# Mum & Daughter... awww



## Maxwell (Feb 19, 2008)

This is Mum, Kira with 7 wk old Kendra








how cute..!


----------



## Abooksigun (Oct 16, 2008)

Hello stranger!!

Isn't that the most beautiful piccy!! Absolutely gorgeous my sweets!!


----------



## happysaz133 (Jun 5, 2008)

That is such an amazing photo, they are gorgeous girlies!


----------



## LousKoonz (Feb 9, 2008)

That's a fab photo hun - truly stunning kittys you have there  xx


----------



## Maxwell (Feb 19, 2008)

Thanks guys..
This photo just sums Kira up as a mum.. she has been amazing..


----------



## maisy (Oct 20, 2008)

Aww bless em they are soo lovely


----------



## WhiteNile (Aug 24, 2008)

Such a beautiful photo!  Are you keeping both Mum and Daughter?


----------



## lymorelynn (Oct 4, 2008)

That's the sort of picture that ought to be on a mother's day card! They are look so lovely.

● **Problem A**
In the forum thread about Kira and Kendra, how old is Kendra?
● **Problem B**
Pick up the forum thread about Kira and Kendra after its last post and write the next few replies.

● **Data extract**
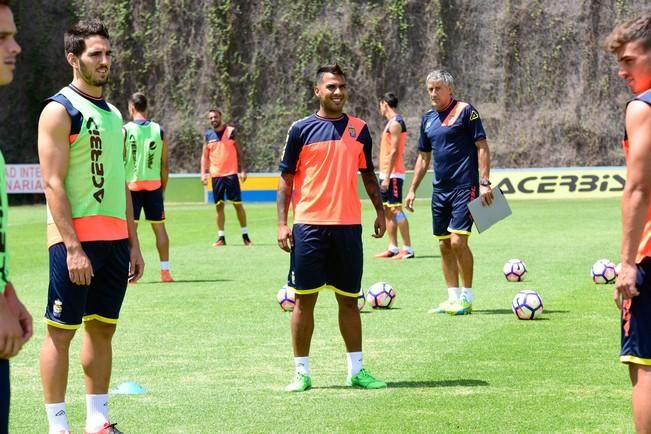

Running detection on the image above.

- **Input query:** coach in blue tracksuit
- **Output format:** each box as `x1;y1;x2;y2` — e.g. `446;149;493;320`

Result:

● **Answer A**
Seven weeks old.

● **Answer B**
----------



## Selk67U2 (May 5, 2008)

*Ahhh, that is a gorgeous picture*


----------



## colliemerles (Nov 2, 2007)

a beautiful picture of two stunning cats,


----------



## Siamese Kelly (Jan 6, 2008)

Truly beautiful M of 2 gorgeous girls,lovely pic to see


----------



## Guest (Oct 22, 2008)

It is a really beautiful picture. They are both stunning looking cats.

Lou
X


----------



## bee112 (Apr 12, 2008)

awww what a lovely pic!


----------



## ColeosMummy (Aug 27, 2008)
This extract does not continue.